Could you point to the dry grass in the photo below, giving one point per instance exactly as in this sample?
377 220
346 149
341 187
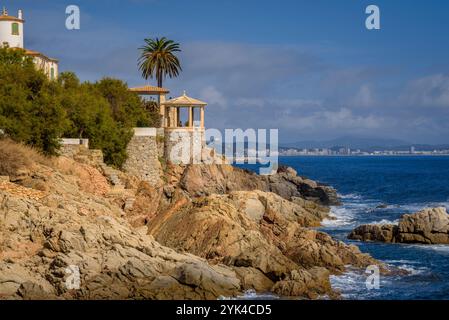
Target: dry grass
15 157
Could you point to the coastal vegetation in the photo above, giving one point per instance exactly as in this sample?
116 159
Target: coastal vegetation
39 112
158 59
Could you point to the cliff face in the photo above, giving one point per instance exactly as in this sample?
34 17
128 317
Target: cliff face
429 226
74 223
201 180
209 231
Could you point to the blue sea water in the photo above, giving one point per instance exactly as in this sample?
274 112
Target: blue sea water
405 184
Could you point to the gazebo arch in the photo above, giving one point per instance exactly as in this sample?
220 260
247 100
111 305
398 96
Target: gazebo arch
172 109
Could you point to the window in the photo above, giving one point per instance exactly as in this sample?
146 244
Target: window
15 29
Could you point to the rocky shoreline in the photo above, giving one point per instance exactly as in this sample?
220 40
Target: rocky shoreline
208 231
429 226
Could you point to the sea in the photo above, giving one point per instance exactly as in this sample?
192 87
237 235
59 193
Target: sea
376 190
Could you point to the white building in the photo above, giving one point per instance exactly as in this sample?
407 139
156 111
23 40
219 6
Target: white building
12 35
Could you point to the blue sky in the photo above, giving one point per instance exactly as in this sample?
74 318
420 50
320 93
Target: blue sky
309 68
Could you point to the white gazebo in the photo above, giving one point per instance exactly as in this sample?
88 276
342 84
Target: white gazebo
172 112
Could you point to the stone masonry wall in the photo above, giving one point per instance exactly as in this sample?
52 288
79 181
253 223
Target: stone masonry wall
144 151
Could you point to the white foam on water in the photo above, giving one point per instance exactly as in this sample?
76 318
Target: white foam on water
435 247
341 216
252 295
413 270
402 261
352 285
350 196
416 207
386 221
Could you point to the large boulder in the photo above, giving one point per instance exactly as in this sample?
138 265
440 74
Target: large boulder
204 179
429 226
265 238
47 236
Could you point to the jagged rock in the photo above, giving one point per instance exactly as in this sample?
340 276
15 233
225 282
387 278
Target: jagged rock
382 233
203 180
40 238
256 230
429 226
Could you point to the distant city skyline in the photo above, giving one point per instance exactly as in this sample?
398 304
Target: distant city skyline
308 68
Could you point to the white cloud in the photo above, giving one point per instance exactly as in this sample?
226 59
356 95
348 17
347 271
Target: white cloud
212 96
429 91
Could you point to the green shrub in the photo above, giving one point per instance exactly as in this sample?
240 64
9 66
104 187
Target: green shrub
38 112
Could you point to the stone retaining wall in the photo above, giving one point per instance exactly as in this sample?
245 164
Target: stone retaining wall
144 152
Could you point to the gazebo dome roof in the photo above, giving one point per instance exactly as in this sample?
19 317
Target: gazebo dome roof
184 100
10 18
149 90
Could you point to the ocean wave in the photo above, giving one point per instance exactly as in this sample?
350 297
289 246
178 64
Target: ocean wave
413 270
341 216
415 207
441 248
352 285
252 295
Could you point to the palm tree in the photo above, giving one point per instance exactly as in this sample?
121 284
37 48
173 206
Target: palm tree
158 59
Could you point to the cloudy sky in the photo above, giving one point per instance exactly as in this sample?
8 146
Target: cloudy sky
308 68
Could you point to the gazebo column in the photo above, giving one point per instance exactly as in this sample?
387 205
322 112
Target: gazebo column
162 109
202 117
191 117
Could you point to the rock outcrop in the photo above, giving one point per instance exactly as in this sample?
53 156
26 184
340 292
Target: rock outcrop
429 226
209 231
266 239
203 180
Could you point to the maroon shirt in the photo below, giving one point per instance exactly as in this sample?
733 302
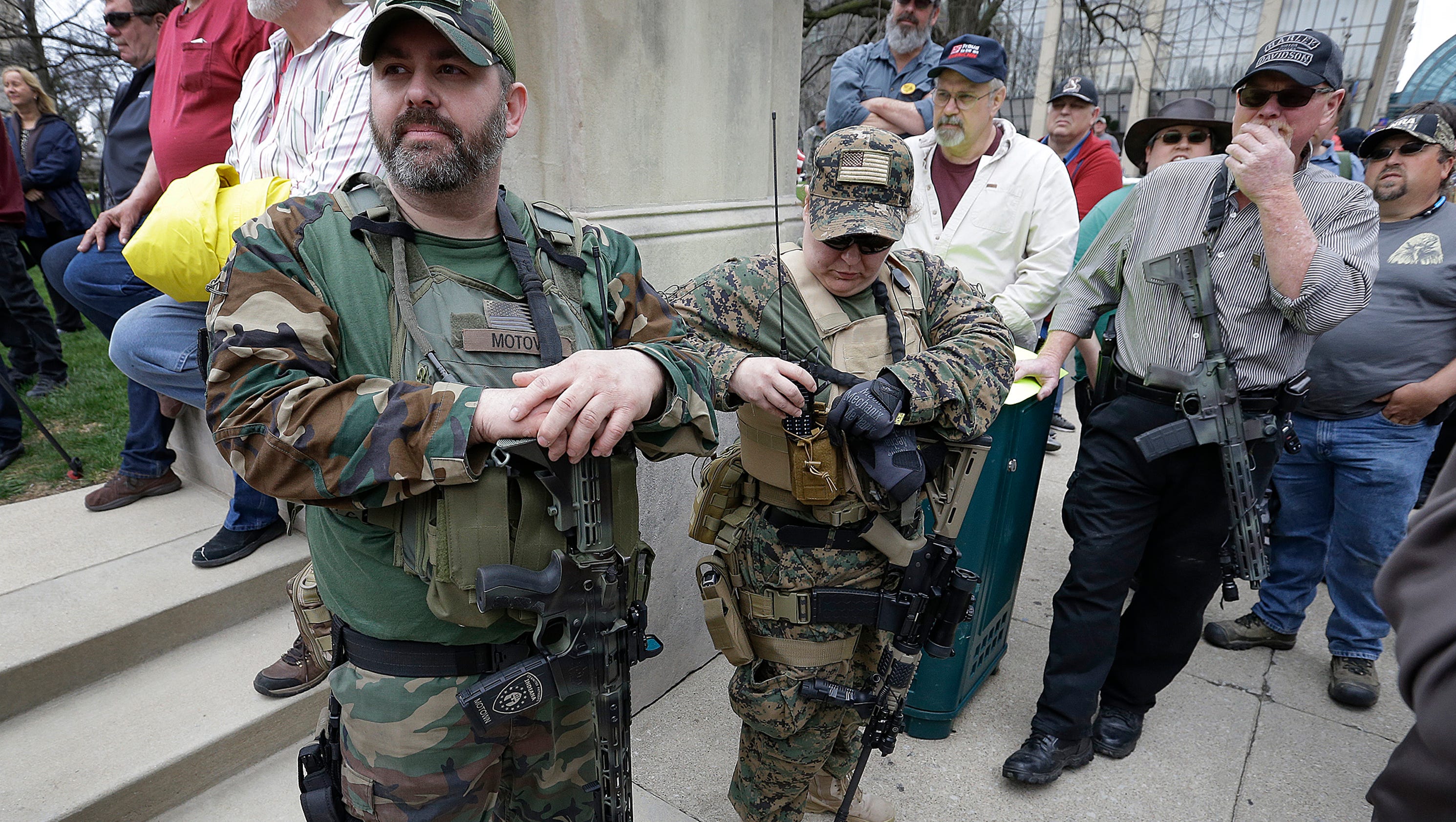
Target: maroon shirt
201 57
12 200
951 179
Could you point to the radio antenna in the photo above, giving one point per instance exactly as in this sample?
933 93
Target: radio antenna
778 245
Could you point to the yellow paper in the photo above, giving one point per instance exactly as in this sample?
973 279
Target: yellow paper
1027 387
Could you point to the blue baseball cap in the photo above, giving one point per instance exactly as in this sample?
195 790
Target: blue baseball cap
978 59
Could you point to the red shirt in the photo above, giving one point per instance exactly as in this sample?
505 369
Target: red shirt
1095 173
201 57
951 179
12 200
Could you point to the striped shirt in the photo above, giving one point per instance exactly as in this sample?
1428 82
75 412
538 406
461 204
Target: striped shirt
1266 335
305 115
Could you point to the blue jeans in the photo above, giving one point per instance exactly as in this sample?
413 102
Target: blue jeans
155 344
1343 506
101 284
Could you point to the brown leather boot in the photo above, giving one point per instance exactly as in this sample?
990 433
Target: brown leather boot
293 674
121 491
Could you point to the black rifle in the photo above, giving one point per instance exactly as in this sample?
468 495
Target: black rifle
1209 399
587 631
926 597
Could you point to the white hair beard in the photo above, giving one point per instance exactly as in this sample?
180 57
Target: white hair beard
902 41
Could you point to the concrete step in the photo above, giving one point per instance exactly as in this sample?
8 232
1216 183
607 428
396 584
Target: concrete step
50 537
270 790
69 631
149 738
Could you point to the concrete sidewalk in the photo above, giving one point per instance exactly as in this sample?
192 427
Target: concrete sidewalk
1238 737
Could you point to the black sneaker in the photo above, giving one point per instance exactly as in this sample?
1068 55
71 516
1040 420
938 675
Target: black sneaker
231 546
1116 732
1353 681
1043 757
45 384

PROBLEM TO WORK ON: Copy every line of the data above without any changes, and leave the pictures out.

THE COMPLETED TASK:
Could you point to the dry grass in the photo below, giving one point per instance exactly as in this sample?
377 220
346 149
341 187
Target: dry grass
15 157
Could you point to the coastal vegetation in the photo above, giving one point per instance exactly as in this sample?
116 159
Target: coastal vegetation
39 112
158 59
Could you point to the cliff face in the photo above, giving one point per instance exactly as in this sample?
34 17
128 317
Target: cliff face
429 226
74 223
201 180
209 231
Could you point to the blue sea water in the photo above, giving one point per instance exactly as in this sample?
274 112
Target: blue sea water
405 184
Could you point to the gazebo arch in the photo above, giving one point per instance exactly as in this sample?
220 260
247 100
111 305
398 96
Target: gazebo arch
172 109
Could you point to the window in the photo above, giving one point per instance exactly as in this sample?
146 244
Target: window
15 29
Could you point to the rocky shoreline in the photo above, giving one point per instance exactly as in this sample?
220 40
Target: rocky shoreline
208 231
429 226
Could you point to the sea in the photo above, giving one point per instance exactly as in this sample?
192 87
237 235
59 193
Target: sea
376 190
Could you point to the white building in the photo above, giving one point per instance exactly as in this sample?
407 139
156 111
23 40
219 6
Target: white building
12 35
Could you point to the blue sky in the photo above, giving one point per instance exactly as in this sample?
74 318
420 50
320 93
Target: blue sky
309 68
Could you point to the white gazebo in the photo above, giving one point per instance exactly as in this sample?
88 276
342 84
Target: white gazebo
172 112
Could you point to the stone masonry wall in the photo above, giving one point per instance exactly as in this sample?
52 288
79 181
253 223
Target: stone masonry wall
144 151
Could you point to the white foam on water in the photo above, giving one point per instance exactly as in this sample?
76 318
Target: white foam on water
435 247
341 216
252 295
413 270
402 261
352 285
350 196
416 207
386 221
Could you point to the large boulder in the photo above, giving one point per instance exactly as in this sample?
138 265
440 74
Target: large boulder
204 179
429 226
265 238
47 236
Could you point to the jagged rock in the photo above, giving one point per instance exactly as in this sample?
340 276
15 233
225 282
387 278
Target: jagged rock
382 233
203 180
40 238
256 230
429 226
Could you point to the distant city skyline in the photo above, giving one point per instance exactly as in this sample?
398 304
Target: distant city skyline
308 68
Could you point to the white cloud in the photo above, giving one point per instance exactly as in this sample?
226 59
356 95
348 17
347 271
Target: white cloud
212 96
429 91
Could you point to the green shrub in the photo above, giving one point per instance exactly as in this sample?
240 64
9 66
104 187
Target: green shrub
38 112
Could you point to the stone retaining wall in the photo above, giving one point per instance exactly as in this sample?
245 164
Target: stone retaining wall
144 152
Could you point to the gazebo dome roof in the photo above, giving one point per instance exactly as in this sample?
19 317
Target: gazebo dome roof
184 100
10 18
149 90
Could you point to the ocean wave in the photo above, giving one point per instance exactly as in this sample?
350 297
289 246
178 64
Target: ocean wave
413 270
341 216
415 207
441 248
352 285
252 295
Could you point to the palm tree in the photo above, giving one point per instance exactly as in this sample?
121 284
37 48
173 206
Target: palm tree
158 59
Could you point to the cloudy sky in the photo above, giving one point per instance exactly as in this sample?
8 146
Target: cloudy sky
308 68
Could you point to the gazebo column in the photo above, giving one point per instance exactly as in this sample?
387 205
322 112
Target: gazebo column
162 109
202 117
191 117
Could you point to the rock outcrop in the photo above, giving one point per instance exactly as in this sample?
53 156
26 184
340 292
Target: rock outcrop
429 226
209 231
266 239
203 180
Could you point to the maroon shirt in the photo below, giving one point per instance exactly as in this sample?
733 302
Target: maroon shirt
201 57
12 200
951 179
Could you point to the radio antenna in the photo above, giving one point per instance exactly as in this sample?
933 93
Target: radio antenna
778 245
Could you point to the yellow paper in the photo above, giving one point per instance exactly as in this sample?
973 279
Target: yellow paper
1027 387
Could you point to the blue baseball cap in the photo above, giving one point per instance exactly as in this sample?
195 790
Target: blue baseball cap
978 59
Could you point to the red shirt in the photo above, giving one point per instance exactly as in this sample?
505 369
Target: red shirt
1095 173
201 57
951 179
12 200
Could you point to the striped shirt in the photo above, giving one point per instance exactly as in this sample?
1428 82
75 412
538 406
461 204
Target: striped shirt
1266 335
305 115
Could you point to the blue jeans in the photo above, giving one point per instance exactly as in this sample?
413 102
Target: blue jeans
155 344
1343 506
101 284
Could you point to the brown leather boot in the photo above, giving one point per instance exactly as in this sample?
990 433
Target: brown leather boot
293 674
121 491
Could you point to the black rifle in the photo above, giving one point per instance exactly as in this sample?
468 495
Target: black rifle
1209 399
587 631
926 597
Could you point to the white hair beard in the photo above, giving one point per instance exactly as in this sample?
180 57
Target: white hair beard
902 41
Could you point to the concrete step in the photo above, giving one point per instance exactly as in this sample?
8 232
1216 183
607 428
396 584
Target: concrete step
50 537
270 790
69 631
149 738
Could you point to the concrete sidewalk in the photo above, giving one point per instance exactly as in this sample?
192 427
Target: concrete sidewalk
1238 737
Could you point to the black sneaker in the photo above, giving one point per instance exactly as in this sample?
1068 55
71 516
1040 420
938 675
Target: black sneaker
231 546
1116 732
1353 681
1043 757
45 384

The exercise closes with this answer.